→ **Extracted records**
--- BEGIN ---

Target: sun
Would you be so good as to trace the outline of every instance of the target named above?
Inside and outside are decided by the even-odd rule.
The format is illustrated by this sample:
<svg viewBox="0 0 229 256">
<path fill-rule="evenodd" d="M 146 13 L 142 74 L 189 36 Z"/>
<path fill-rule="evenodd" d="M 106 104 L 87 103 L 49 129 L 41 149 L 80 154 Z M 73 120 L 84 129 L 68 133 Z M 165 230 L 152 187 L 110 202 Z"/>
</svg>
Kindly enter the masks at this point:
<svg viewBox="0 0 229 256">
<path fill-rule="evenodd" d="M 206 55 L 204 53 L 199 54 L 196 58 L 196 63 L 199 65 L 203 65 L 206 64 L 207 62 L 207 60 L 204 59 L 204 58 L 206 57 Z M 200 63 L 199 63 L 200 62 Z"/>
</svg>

--- END ---

→ **Job**
Reproduce all of the data above, substituting "moon" for "sun" and changing nothing else.

→ **Response to this task**
Target: moon
Would you be so good as to trace the outline of every instance of the target named above?
Inside and outside are decided by the even-odd rule.
The format is illustrated by this sample:
<svg viewBox="0 0 229 256">
<path fill-rule="evenodd" d="M 146 13 L 142 74 L 189 36 Z"/>
<path fill-rule="evenodd" d="M 106 104 L 87 103 L 49 129 L 41 149 L 80 154 Z M 73 120 L 84 129 L 68 133 Z M 165 230 L 152 187 L 110 202 Z"/>
</svg>
Kindly enter the masks at this point:
<svg viewBox="0 0 229 256">
<path fill-rule="evenodd" d="M 206 55 L 204 53 L 199 54 L 196 58 L 196 63 L 199 65 L 203 65 L 206 64 L 207 62 L 207 60 L 204 59 L 204 58 L 206 57 Z M 200 63 L 199 63 L 200 62 Z"/>
</svg>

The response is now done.